:: Material for the task ::

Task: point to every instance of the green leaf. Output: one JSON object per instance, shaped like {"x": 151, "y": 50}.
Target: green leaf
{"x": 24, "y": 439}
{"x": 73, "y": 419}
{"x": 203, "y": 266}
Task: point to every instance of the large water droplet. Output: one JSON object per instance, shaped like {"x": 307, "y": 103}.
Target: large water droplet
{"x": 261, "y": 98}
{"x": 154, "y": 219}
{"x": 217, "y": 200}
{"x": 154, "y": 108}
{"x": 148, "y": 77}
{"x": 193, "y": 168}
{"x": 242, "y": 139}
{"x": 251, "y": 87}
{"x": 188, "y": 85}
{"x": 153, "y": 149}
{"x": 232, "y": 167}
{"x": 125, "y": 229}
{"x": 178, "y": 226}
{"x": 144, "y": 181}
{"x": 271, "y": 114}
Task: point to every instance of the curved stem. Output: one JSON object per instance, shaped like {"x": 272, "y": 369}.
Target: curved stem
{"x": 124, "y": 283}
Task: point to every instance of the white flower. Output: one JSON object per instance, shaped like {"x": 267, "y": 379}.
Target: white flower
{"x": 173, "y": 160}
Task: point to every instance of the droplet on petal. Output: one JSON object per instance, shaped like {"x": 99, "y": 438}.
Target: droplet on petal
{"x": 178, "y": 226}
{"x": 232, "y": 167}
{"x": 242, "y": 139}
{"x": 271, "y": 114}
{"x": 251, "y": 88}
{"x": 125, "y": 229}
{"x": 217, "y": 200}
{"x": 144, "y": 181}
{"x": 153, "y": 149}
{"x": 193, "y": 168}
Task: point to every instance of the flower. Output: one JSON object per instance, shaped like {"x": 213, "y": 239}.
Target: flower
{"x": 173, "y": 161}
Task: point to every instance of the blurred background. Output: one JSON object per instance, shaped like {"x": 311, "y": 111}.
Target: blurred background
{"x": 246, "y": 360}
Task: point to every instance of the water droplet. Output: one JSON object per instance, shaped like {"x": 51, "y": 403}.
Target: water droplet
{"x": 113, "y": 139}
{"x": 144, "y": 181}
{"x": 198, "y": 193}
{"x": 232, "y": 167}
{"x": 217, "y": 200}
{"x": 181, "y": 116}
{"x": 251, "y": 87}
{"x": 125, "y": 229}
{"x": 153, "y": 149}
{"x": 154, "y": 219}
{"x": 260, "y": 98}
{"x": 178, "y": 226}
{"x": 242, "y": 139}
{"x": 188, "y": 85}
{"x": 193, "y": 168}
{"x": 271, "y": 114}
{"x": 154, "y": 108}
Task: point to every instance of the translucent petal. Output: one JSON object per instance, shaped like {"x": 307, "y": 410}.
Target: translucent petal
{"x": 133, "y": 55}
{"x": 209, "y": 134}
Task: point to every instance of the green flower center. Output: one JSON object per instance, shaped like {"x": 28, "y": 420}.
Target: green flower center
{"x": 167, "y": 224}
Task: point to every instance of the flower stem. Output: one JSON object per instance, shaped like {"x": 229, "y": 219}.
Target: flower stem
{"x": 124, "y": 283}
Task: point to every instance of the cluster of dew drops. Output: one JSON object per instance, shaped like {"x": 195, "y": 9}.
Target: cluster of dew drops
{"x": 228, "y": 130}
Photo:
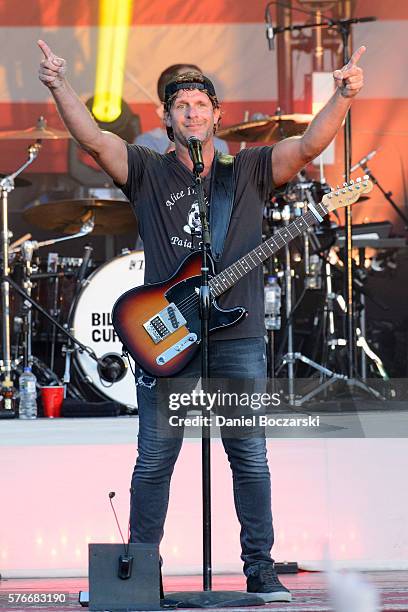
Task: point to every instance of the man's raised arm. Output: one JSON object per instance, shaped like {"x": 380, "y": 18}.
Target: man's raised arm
{"x": 292, "y": 154}
{"x": 106, "y": 148}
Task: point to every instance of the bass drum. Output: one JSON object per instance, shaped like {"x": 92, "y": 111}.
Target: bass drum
{"x": 92, "y": 323}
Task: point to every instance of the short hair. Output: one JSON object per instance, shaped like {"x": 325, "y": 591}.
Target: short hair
{"x": 169, "y": 73}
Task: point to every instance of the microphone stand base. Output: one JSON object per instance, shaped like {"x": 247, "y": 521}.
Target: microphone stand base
{"x": 211, "y": 599}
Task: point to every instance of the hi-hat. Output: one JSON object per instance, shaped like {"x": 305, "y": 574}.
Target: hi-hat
{"x": 269, "y": 129}
{"x": 41, "y": 131}
{"x": 68, "y": 216}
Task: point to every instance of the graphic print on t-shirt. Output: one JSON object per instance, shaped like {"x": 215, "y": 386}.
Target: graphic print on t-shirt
{"x": 193, "y": 225}
{"x": 185, "y": 204}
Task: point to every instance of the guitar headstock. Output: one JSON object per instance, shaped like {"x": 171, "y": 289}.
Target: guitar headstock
{"x": 348, "y": 194}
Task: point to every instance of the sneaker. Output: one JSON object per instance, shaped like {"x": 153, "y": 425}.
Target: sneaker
{"x": 265, "y": 583}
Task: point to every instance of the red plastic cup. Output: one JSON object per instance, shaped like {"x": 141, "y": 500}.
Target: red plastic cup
{"x": 52, "y": 398}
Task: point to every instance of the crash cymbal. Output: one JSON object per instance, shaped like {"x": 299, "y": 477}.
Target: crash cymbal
{"x": 270, "y": 129}
{"x": 68, "y": 216}
{"x": 18, "y": 182}
{"x": 39, "y": 132}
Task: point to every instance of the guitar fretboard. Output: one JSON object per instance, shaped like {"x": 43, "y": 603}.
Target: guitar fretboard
{"x": 231, "y": 275}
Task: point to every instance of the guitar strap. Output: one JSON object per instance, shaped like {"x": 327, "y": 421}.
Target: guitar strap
{"x": 221, "y": 201}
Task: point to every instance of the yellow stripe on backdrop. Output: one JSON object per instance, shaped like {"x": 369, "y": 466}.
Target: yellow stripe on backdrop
{"x": 114, "y": 22}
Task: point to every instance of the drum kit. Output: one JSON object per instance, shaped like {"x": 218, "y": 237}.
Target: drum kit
{"x": 78, "y": 304}
{"x": 65, "y": 300}
{"x": 310, "y": 265}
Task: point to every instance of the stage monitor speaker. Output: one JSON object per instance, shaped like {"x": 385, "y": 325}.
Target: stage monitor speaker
{"x": 109, "y": 591}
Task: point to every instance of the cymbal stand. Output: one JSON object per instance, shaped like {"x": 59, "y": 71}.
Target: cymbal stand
{"x": 291, "y": 357}
{"x": 27, "y": 251}
{"x": 6, "y": 187}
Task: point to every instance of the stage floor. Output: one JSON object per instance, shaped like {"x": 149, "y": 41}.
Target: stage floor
{"x": 309, "y": 590}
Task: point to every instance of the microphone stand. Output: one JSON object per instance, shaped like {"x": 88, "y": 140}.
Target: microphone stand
{"x": 344, "y": 28}
{"x": 387, "y": 195}
{"x": 205, "y": 308}
{"x": 207, "y": 597}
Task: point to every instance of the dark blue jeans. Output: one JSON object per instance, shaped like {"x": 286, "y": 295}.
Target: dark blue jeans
{"x": 157, "y": 454}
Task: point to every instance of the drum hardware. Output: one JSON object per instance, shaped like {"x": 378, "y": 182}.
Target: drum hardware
{"x": 7, "y": 185}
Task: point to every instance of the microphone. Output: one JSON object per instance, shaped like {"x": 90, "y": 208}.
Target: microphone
{"x": 269, "y": 29}
{"x": 364, "y": 160}
{"x": 126, "y": 560}
{"x": 196, "y": 154}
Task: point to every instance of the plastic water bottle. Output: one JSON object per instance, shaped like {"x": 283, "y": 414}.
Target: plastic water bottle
{"x": 28, "y": 395}
{"x": 273, "y": 295}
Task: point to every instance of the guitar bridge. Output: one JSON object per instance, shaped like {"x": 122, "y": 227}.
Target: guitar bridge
{"x": 164, "y": 323}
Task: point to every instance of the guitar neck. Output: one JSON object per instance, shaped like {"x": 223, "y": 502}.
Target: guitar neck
{"x": 231, "y": 275}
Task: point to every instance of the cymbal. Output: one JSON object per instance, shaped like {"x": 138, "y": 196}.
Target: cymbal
{"x": 270, "y": 129}
{"x": 18, "y": 182}
{"x": 40, "y": 131}
{"x": 68, "y": 216}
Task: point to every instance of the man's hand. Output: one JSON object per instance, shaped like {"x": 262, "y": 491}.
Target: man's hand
{"x": 52, "y": 68}
{"x": 350, "y": 78}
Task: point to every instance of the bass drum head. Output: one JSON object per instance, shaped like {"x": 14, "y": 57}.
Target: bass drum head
{"x": 92, "y": 322}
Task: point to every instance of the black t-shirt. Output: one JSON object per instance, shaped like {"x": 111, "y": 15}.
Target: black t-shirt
{"x": 161, "y": 190}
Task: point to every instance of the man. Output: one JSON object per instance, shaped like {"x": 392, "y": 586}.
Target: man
{"x": 160, "y": 189}
{"x": 157, "y": 139}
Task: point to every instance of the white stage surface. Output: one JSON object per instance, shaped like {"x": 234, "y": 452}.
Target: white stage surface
{"x": 345, "y": 496}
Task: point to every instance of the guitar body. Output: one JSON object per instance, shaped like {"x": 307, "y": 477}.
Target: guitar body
{"x": 159, "y": 324}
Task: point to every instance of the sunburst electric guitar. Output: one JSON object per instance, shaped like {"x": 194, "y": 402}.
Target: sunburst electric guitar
{"x": 159, "y": 324}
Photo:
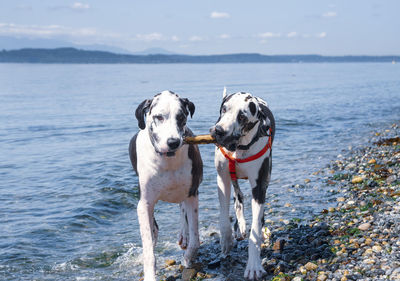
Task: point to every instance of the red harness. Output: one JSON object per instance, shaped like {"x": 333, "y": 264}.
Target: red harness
{"x": 233, "y": 160}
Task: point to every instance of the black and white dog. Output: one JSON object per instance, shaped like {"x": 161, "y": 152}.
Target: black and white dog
{"x": 168, "y": 170}
{"x": 244, "y": 133}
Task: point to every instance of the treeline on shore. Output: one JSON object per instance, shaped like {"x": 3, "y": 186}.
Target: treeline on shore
{"x": 72, "y": 55}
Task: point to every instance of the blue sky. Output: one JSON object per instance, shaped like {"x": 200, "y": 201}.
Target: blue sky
{"x": 370, "y": 27}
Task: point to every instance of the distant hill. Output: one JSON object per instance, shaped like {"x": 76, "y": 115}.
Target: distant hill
{"x": 154, "y": 51}
{"x": 72, "y": 55}
{"x": 16, "y": 43}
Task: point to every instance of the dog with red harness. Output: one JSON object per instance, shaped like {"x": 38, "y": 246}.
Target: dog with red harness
{"x": 244, "y": 134}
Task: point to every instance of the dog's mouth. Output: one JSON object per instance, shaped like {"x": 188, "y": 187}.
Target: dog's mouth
{"x": 167, "y": 151}
{"x": 230, "y": 142}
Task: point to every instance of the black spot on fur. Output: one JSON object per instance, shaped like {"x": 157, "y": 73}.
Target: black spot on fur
{"x": 181, "y": 119}
{"x": 197, "y": 166}
{"x": 132, "y": 153}
{"x": 266, "y": 115}
{"x": 141, "y": 110}
{"x": 227, "y": 98}
{"x": 249, "y": 126}
{"x": 253, "y": 108}
{"x": 262, "y": 181}
{"x": 187, "y": 105}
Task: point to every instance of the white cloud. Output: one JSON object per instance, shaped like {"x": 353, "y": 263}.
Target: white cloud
{"x": 80, "y": 6}
{"x": 155, "y": 36}
{"x": 269, "y": 35}
{"x": 224, "y": 36}
{"x": 329, "y": 14}
{"x": 24, "y": 7}
{"x": 196, "y": 38}
{"x": 219, "y": 15}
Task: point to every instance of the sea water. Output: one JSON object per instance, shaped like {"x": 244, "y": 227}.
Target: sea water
{"x": 68, "y": 193}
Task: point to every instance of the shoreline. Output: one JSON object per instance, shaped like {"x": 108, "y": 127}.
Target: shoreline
{"x": 359, "y": 239}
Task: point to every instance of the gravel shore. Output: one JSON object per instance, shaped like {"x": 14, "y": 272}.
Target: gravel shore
{"x": 356, "y": 240}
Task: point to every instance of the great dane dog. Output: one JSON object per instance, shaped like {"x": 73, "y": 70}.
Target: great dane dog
{"x": 244, "y": 133}
{"x": 168, "y": 170}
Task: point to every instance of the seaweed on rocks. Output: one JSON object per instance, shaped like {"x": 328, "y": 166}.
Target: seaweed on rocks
{"x": 359, "y": 239}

:::

Find the line containing "Task: point to every instance of the blue" in the material above. Print it and every line after it through the end, exactly and only those.

Task: point to every instance of the blue sky. Output: one JSON object per instance, shaped like {"x": 200, "y": 201}.
Target: blue sky
{"x": 370, "y": 27}
Task: point to every instance of the distant hill. Output: one JSON object per instance, shaped like {"x": 76, "y": 115}.
Target: distant hill
{"x": 154, "y": 51}
{"x": 72, "y": 55}
{"x": 16, "y": 43}
Task: point to every instance of the dog with red harness. Output: one JSON object per instance, shaped like {"x": 38, "y": 246}.
Target: dog with red harness
{"x": 244, "y": 134}
Task: point to every instance of the dog's mouth. Output: one JSON object per instance, shaped like {"x": 188, "y": 187}.
Target: dog's mouth
{"x": 167, "y": 151}
{"x": 230, "y": 142}
Task: point to every instance of the black spot on fur. Output: one JSON object per instance, shaped like {"x": 157, "y": 73}.
Target: black spot on fur
{"x": 181, "y": 119}
{"x": 197, "y": 166}
{"x": 132, "y": 153}
{"x": 266, "y": 115}
{"x": 141, "y": 110}
{"x": 227, "y": 98}
{"x": 249, "y": 126}
{"x": 253, "y": 108}
{"x": 262, "y": 181}
{"x": 187, "y": 105}
Task: point to every instance of the white cloud. Output: one JSON object per instance, shaped like {"x": 353, "y": 263}.
Target: white cloud
{"x": 80, "y": 6}
{"x": 155, "y": 36}
{"x": 269, "y": 35}
{"x": 224, "y": 36}
{"x": 329, "y": 14}
{"x": 24, "y": 7}
{"x": 196, "y": 38}
{"x": 219, "y": 15}
Task: point to every instance of the sea water. Output: one JSON object per instance, shaped like {"x": 244, "y": 227}.
Target: sea water
{"x": 68, "y": 193}
Task: point to every instance of the shoreline. Output: one JSON object per instance, shaped like {"x": 108, "y": 127}.
Target: shoreline
{"x": 359, "y": 239}
Task: point to every instance of the gravel shore. Output: one JSON object per instance, shaped like {"x": 14, "y": 272}.
Target: gravel shore
{"x": 356, "y": 240}
Task: point to every instance of the great dane dog. Output: one JSON object per instance, shaped like {"x": 73, "y": 70}.
Target: great dane dog
{"x": 244, "y": 133}
{"x": 168, "y": 170}
Task: point to every instance of the seaweed on rocks. Output: one JSON object per instance, shaped like {"x": 328, "y": 166}.
Target: seaweed on rocks
{"x": 359, "y": 239}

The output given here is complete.